Requirements >> Write down each entry again, exactly as it reads.

— START —

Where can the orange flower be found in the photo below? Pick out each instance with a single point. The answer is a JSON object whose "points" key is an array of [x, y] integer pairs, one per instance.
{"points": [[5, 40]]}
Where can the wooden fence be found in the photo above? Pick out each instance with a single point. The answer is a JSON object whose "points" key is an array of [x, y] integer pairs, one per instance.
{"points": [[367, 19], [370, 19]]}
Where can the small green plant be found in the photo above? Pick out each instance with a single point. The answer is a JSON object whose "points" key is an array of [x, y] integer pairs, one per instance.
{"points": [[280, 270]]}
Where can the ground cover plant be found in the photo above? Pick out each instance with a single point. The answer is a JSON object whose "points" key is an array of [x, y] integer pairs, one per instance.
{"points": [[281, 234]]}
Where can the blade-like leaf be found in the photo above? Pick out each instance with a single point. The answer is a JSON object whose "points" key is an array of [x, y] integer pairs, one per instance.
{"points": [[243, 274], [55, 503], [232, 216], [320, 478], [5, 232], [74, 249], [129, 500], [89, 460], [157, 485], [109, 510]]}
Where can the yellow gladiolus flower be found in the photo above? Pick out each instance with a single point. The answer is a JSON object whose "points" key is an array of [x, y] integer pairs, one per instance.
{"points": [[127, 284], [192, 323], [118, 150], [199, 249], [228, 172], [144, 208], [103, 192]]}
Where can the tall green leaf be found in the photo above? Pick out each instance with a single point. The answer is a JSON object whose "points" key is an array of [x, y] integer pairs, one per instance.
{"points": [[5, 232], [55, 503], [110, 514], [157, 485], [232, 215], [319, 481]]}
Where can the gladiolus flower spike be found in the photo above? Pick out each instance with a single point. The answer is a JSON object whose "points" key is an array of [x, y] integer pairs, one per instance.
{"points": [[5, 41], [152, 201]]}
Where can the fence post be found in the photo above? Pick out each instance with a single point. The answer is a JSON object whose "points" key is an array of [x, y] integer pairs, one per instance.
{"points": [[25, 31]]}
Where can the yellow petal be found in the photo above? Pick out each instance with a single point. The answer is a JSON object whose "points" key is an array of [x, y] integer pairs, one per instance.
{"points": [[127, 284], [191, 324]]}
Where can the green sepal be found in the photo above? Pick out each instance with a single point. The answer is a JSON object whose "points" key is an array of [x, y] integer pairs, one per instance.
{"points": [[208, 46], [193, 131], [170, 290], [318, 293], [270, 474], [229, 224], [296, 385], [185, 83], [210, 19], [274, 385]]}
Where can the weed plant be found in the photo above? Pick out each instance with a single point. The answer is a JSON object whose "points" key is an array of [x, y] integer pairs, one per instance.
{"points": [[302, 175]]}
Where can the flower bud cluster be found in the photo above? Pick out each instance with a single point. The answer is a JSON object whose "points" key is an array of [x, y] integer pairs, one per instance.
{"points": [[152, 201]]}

— END —

Right answer >>
Where can the orange flower be found in the photo below? Pick out each instance with a single point. The answer is a JSON object whose "points" key is an array of [x, y] integer pairs, one per instance.
{"points": [[5, 40]]}
Where can the wooden fence be found in the photo above? Pick out each instance with a single point. The answer is a JSON object whose "points" key is an array of [x, y] integer pairs, one per instance.
{"points": [[367, 19], [370, 19]]}
Where can the small green plant be found in the photo above? Pick out each instance with a single point. The answer is a JSON object whose "points" key is an array of [x, y] integer pairs, one per instance.
{"points": [[280, 270]]}
Where can the ground cover plant be found in the photo above? Pick out each instance with a single point. The answer is a JSON object whose "points" key is an array of [x, y] integer pairs, one per instance.
{"points": [[281, 234]]}
Where can the blade-like leaf be found in the photo above? Pick out each instance with a single point. The answer is a JSON object whose "points" key is an array of [x, y] integer pairs, one per instance.
{"points": [[243, 274], [55, 503], [232, 216], [320, 478], [5, 232], [74, 249], [129, 500], [89, 460], [157, 485], [109, 510]]}
Where can the yellow gladiolus flower be found in the photo above? Pick out each instance with a single point. The answer is a JSON object whose "points" key is an array of [x, y] integer pairs, one per instance.
{"points": [[127, 284], [192, 323], [118, 150], [199, 249], [228, 172], [144, 208], [103, 192]]}
Where can the tall green leaf be found in the photo above? Pick out each instance with a single point. The answer is a JSON object whose "points" key is an array of [x, y] integer pairs, one per instance.
{"points": [[5, 232], [55, 503], [110, 514], [157, 485], [232, 215], [319, 481]]}
Where can the gladiolus flower spike be found in the photo above? Pick out each instance with a single point. The answer is a JSON object whose "points" key is an array of [x, y] integer pairs, one per instance.
{"points": [[5, 41], [152, 201]]}
Where can the fence post be found in the photo above? Pick out each instance with a single point. The answer is a JSON object whose "points" key is an array of [x, y] integer pairs, one per instance.
{"points": [[25, 31]]}
Where can the yellow petal be found in the photo above? Pick out each instance with a single point. The answer is a JSON object whose "points" key is an array of [x, y] integer pairs, one per instance.
{"points": [[127, 284], [191, 324]]}
Where can the green sepal be found in the photo above? Pick out each instance with a single point. The answer is a JSON object whose "points" key is an array of [x, y] integer pairs, one per instance.
{"points": [[208, 46], [193, 131], [170, 290], [318, 293], [270, 474], [229, 224], [296, 385], [185, 83], [210, 19], [274, 385]]}
Where can the weed plant be found in the photo above? Pick out each instance with a single point. The answer is a JSON object whose "points" key is an array of [x, y] integer pairs, one per instance.
{"points": [[302, 175]]}
Where can the flower bud cluster be found in the photo above? Pick out each instance with a single point. The answer is a JSON object whose "points" key is an array of [x, y] integer pairs, one per instance.
{"points": [[152, 201]]}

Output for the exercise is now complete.